EXERCISE INSTRUCTIONS ->
1. In the text on bearish stocks to short, what price is given for the tight stop on the Abbvie short?
2. List every dollar amount that appears in the text on bearish stocks to short.
--- EXTRACTED TEXT ---
Each week we identify names that look bearish and may present interesting investing opportunities on the short side.
Using technical analysis of the charts of those stocks, and, when appropriate, recent actions and grades from TheStreet's Quant Ratings, we zero in on three names.
While we will not be weighing in with fundamental analysis, we hope this piece will give investors interested in stocks on the way down a good starting point to do further homework on the names.
Abbvie Is Taking Its Medicine
Abbvie Inc. (ABBV) recently was downgraded to Hold with a C+ rating by TheStreet's Quant Ratings.
It's frustrating when you own a stock that just does not keep up with the rest of the market. Take Abbvie, which clearly has been in a downtrend. Not even new 52-week highs by the indexes or strength in the pharmaceuticals ETFs could lift this stock.
Now we have the potential for a market correction or worse, and any stock such as Abbvie that is not being bought will continue to be shunned or sold further. That means it's a good spot to short Abbvie, as we see this stock is at the upper end of a range. This $137-$139 area has been trouble, and we could see Abbvie trade down to the lower end of the range at $130. Let's target that area, but put in a tight stop at $145 just in case.
Conagra Grows Stale
Conagra Brands Inc. (CAG) recently was downgraded to Hold with a C+ rating by TheStreet's Quant Ratings.
--- GIVEN INFORMATION ---
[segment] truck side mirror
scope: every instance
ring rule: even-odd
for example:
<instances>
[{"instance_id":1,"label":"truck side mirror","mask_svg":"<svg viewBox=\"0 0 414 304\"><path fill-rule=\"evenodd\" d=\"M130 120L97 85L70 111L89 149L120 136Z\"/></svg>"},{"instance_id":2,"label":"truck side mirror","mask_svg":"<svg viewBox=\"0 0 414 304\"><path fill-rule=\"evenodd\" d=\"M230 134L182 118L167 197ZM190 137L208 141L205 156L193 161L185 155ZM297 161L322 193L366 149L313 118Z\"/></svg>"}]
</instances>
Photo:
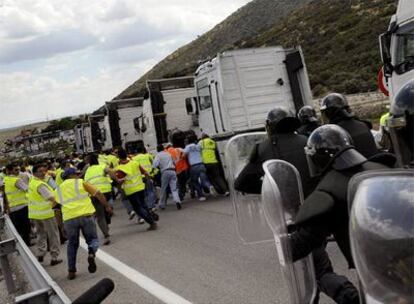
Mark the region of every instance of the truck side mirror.
<instances>
[{"instance_id":1,"label":"truck side mirror","mask_svg":"<svg viewBox=\"0 0 414 304\"><path fill-rule=\"evenodd\" d=\"M194 114L194 109L193 109L193 103L191 98L186 98L185 99L185 108L187 110L187 114Z\"/></svg>"},{"instance_id":2,"label":"truck side mirror","mask_svg":"<svg viewBox=\"0 0 414 304\"><path fill-rule=\"evenodd\" d=\"M391 77L394 71L391 58L391 33L386 32L379 37L381 59L384 63L384 75L385 77Z\"/></svg>"}]
</instances>

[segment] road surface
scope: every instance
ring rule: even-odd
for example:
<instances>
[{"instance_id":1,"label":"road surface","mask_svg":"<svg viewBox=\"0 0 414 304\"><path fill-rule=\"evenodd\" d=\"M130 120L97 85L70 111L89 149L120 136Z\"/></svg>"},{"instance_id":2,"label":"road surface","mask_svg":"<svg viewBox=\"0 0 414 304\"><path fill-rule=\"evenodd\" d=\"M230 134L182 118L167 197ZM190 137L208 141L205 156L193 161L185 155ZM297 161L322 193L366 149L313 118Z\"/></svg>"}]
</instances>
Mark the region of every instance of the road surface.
---
SOLUTIONS TO THE PROBLEMS ->
1. $145

2. $137, $139, $130, $145